→ Task to complete
Reproduce exactly the span of lines that opens with the line containing "For each instance of the green grass" and closes with the last line of the entries below.

Segment Open

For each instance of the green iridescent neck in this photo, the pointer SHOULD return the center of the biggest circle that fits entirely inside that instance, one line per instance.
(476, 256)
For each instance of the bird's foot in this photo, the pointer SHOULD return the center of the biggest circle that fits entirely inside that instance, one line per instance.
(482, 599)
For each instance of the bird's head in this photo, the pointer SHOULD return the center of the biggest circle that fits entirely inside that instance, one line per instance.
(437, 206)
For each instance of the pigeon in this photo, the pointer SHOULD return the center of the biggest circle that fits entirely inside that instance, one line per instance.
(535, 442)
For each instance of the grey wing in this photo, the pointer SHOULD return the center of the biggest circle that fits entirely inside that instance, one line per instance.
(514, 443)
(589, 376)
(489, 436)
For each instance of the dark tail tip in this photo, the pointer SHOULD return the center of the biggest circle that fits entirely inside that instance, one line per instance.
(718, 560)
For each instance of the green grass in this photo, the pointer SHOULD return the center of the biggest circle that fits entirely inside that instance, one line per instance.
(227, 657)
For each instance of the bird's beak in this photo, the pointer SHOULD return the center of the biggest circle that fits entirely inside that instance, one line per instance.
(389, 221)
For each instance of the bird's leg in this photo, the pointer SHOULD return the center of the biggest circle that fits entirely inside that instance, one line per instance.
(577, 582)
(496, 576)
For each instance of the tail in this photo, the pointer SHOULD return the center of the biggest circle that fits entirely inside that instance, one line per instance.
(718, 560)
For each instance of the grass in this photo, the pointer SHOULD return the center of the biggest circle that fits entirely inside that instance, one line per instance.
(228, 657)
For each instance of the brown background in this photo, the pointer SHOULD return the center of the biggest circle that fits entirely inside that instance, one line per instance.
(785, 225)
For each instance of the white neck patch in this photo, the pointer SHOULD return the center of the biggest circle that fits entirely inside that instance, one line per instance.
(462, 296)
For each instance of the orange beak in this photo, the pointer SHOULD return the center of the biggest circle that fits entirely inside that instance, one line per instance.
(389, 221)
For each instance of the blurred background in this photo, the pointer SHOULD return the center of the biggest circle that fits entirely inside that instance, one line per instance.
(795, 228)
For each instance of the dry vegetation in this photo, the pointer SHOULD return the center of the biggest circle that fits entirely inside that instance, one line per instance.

Segment Closed

→ Exercise answer
For each instance of the green grass in this photo, the pointer SHOULD return the center of the biggest circle that fits entirely inside that instance, one line per instance.
(227, 657)
For each instance of the bird's beak in this photo, the pointer SHOULD return the center of the biggest circle that fits entirely inside that instance, one line per instance.
(389, 221)
For each instance of the bird's leg in this photo, the pointer SHOULD return the center of the biggest circle that fits entirely inside that instance, one line per instance.
(577, 582)
(496, 576)
For each instance of the tail in this photo, the pointer SHOULD return the center of the biggest circle that fits entirely inside that instance, one line per instance.
(718, 560)
For each instance of the grass in this photo, the pointer SHOULD return the center of the biggest circle that fits entirely inside that instance, one line per instance.
(228, 657)
For each instance of the brown background in this photo, the pointer SHOULD return the center of the biggest circle that fits entirely inside that instance, one line per instance.
(785, 225)
For each instance of the white neck patch in this photo, the pointer SHOULD return the center of the biggest circle that fits entirely inside that instance, one line per instance.
(462, 296)
For each instance of the orange beak in this photo, the pointer SHOULD return the center of the biggest circle that fits entirely inside that instance, one line per instance.
(389, 221)
For each instance of the blurred background in this photo, the pointer SHOULD return the center of the biggest circle that fits entirely inside that instance, one line per instance.
(795, 228)
For each instance of the dry vegetation in this photo, the pointer SHOULD return the center of the biggest circle that fits entirely inside that instance, one line per instance.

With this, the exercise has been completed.